**Excerpt:**
==================================================
Assessing the Second Amended Complaint under this standard, the Court finds that it states a plausible claim that Defendant breached its insurance contract with A.B. by failing to pay claims for covered services in a timely manner and to process properly a provider's request for precertification of medically necessary services. The Court therefore finds that A.B.'s breach of contract claim should not be dismissed and that Defendant's Motion should be denied with respect to this claim.
C. A.B.'s Bad Faith Claim
To establish a breach of Defendant's duty of good faith and fair dealing with its insured under Oklahoma law, A.B. must show that Defendant breached the insurance contract and, in so doing, acted in a manner constituting bad faith. See Brown v. Patel, 2007 OK 16, ¶ 9, 157 P.3d 117, 121; see also Badillo v. Mid Century Ins. Co., 2005 OK 48, ¶ 25, 121 P.3d 1080, 1093 (per curiam). Generally, to state a bad faith claim, a plaintiff must allege that: (1) the insurer was required under the insurance policy to pay a claim; (2) the refusal to pay the claim was unreasonable under the circumstances because (a) the insurer had no reasonable basis for refusing, (b) the insurer did not perform a proper investigation, or (c) the insurer did not evaluate the results of the investigation properly; (3) the insurer did not deal fairly and in good faith with the insured; and (4) the insurer's violation of its duty of good faith and fair dealing was the direct cause of damages sustained by the insured. See Duensing v. State Farm Fire & Cas. Co., 2006 OK CIV APP 15, ¶ 131 P.3d 127, 138 ; see also Badillo, 2005 OK 48, ¶ 25, 121 P.3d at 1093 (citing OUJI-CIV (2d) 22.3).
==================================================
**Dataset content:**
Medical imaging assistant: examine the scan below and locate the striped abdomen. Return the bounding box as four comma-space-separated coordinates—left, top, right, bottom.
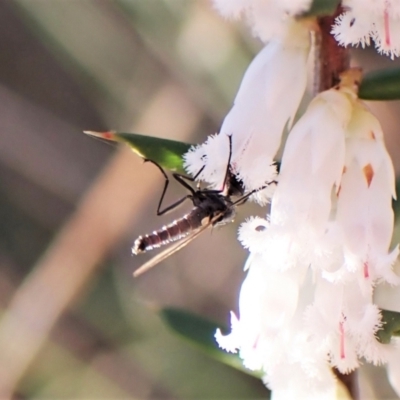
132, 208, 207, 254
==================================================
**To do:**
a) According to the court opinion, what must A.B. show to establish a breach of Defendant's duty of good faith and fair dealing under Oklahoma law?
b) Repeat the stretch of the court opinion from "Assessing the Second" through "to this claim.".
c) Pick up the court opinion on A.B.'s claims after its last sentence and continue it.

**Outputs in order:**
a) That Defendant breached the insurance contract and, in doing so, acted in a manner constituting bad faith.

b)
Assessing the Second Amended Complaint under this standard, the Court finds that it states a plausible claim that Defendant breached its insurance contract with A.B. by failing to pay claims for covered services in a timely manner and to process properly a provider's request for precertification of medically necessary services. The Court therefore finds that A.B.'s breach of contract claim should not be dismissed and that Defendant's Motion should be denied with respect to this claim.

c)
Upon consideration of the detailed factual allegations of the Second Amended Complaint, the Court finds that they are sufficient to state a plausible bad faith claim on behalf of A.B. Plaintiffs assert that the type of therapy A.B. has received for several years is covered by the insurance policy but that Defendant has repeatedly and wrongly denied coverage, delayed payments for covered claims submitted by A.B.'s therapy provider, improperly pressured the provider to reduce A.B.'s services below a level that is medically necessary, and failed to provide a fair and independent external review of the reduction in approved services. Plaintiffs further allege that Defendant's bad faith conduct has caused a serious decline in A.B.'s physical and emotional health. Assessing the Second Amended Complaint under the proper standards, the Court finds that it sufficiently states a bad faith claim for A.B.
Conclusion
For all of these reasons, the Court finds that A.B.'s parents lack any contractual relationship with Defendant and cannot bring their own individual claims for breach of contract and bad faith, but that the Second Amended Complaint is minimally sufficient to state plausible claims for breach of contract and bad faith asserted by A.B. through her parent and legal guardian, Sherri Blaik.
IT IS THEREFORE ORDERED that Defendant's Motion to Dismiss Plaintiffs' Second Amended Complaint [Doc. No. 41] is GRANTED in part and DENIED in part. The claims asserted by Plaintiffs Will Blaik and Sherri Blaik for themselves individually are dismissed. The claims asserted on behalf of A.B. are sufficient to proceed further.
IT IS FURTHER ORDERED that Plaintiffs' Motion to File Supplemental Evidence in Support of Their Response in Opposition to Defendant's Motion to Dismiss [Doc. No. 50] and Defendant's Motion for Leave to File Sur-Reply [Doc. No. 55] are DENIED as moot.